_Fragmento del texto_:
=-=-=-=-=
Quienes han estudiado la actuación de los evangelizadores han pensado que, como cuando en Europa estaba en pleno desarrollo la corriente renacentista, renovadora de ideas e instituciones, forzosa y necesariamente semejante tendría que ser la actitud y el pensamiento de los frailes. Sin negar la existencia de esa modernidad, es necesario aclarar que las tradiciones medievales en la mente de los misioneros son todavía de mayor peso, conforme lo muestran innumerables hechos. Que en Europa naciera un hombre nuevo importó poco a los frailes, porque aquí, en estas nuevas tierras recién descubiertas, había millones de seres a los que había que dar "nacimiento" al modo cristiano. Esto era lo fundamental para ellos. Si el Renacimiento europeo promovía el descubrimiento de nuevas cosas, resucitaba hábitos e imponía modas y modos de vivir, era algo accesorio. En las viejas tradiciones de la Iglesia disponían de suficientes y mejores armas para liberar a los indios de las garras del demonio y convertirlos a la fe cristiana.
En la Sagrada Escritura, en los comentarios de los escritores y los Padres de la Iglesia, hallaron los evangelizadores de la Nueva España su inspiración y guía. Varias de las obras de Gerónimo, Ambrosio, Boecio, Leandro, Isidoro, Gregorio, Agustín de Hipona, Buenaventura, Francisco, Domingo, Tomás de Aquino y otros más vivieron en la conciencia de los religiosos y figuraron en algunas de las bibliotecas conventuales. Todos aquellos que con sus conocimientos dieron forma a la Edad Media en lo espiritual y en lo intelectual fueron manantial inagotable que habría de brotar constantemente a lo largo de su actuación.
Por considerar que las tradiciones medievales son de fundamental importancia para comprender tanto la actitud de los misioneros como el arte prodicido en muchos de los conventos novohispanos, en el cuerpo de algunos capítulos habremos de mencionar brevemente aquellas que influyeron de manera directa en las costumbres de los frailes.
=-=-=-=-=
_Datos registrados_:
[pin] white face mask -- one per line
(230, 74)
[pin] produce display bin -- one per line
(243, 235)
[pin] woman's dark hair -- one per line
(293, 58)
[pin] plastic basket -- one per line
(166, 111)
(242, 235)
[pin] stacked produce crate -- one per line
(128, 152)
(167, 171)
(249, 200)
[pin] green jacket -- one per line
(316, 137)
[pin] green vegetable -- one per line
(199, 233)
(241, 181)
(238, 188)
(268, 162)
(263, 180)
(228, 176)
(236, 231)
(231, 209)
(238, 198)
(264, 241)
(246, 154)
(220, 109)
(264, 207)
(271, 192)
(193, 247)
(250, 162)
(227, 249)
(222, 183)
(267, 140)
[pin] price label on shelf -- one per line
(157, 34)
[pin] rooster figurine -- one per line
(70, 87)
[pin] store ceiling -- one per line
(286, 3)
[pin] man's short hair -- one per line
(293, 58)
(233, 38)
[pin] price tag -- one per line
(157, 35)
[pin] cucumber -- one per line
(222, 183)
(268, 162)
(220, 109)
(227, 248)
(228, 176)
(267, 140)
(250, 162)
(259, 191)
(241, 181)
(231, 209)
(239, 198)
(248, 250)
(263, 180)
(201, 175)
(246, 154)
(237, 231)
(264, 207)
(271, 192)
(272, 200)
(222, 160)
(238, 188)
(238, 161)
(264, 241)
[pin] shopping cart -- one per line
=-=-=-=-=
_Qué hacer_:
Contesta estas preguntas sobre el texto de los evangelizadores, cada respuesta en su propia línea y con el mismo número:
1. Según el texto, ¿qué tenía todavía más peso en la mente de los misioneros que la modernidad?
2. ¿En qué encontraron su inspiración y guía los evangelizadores de la Nueva España?
3. ¿Dónde figuraron varias de las obras de autores como Agustín de Hipona o Tomás de Aquino?

_Respuesta correcta_:
1. Las tradiciones medievales.
2. En la Sagrada Escritura y en los comentarios de los escritores y los Padres de la Iglesia.
3. En algunas de las bibliotecas conventuales.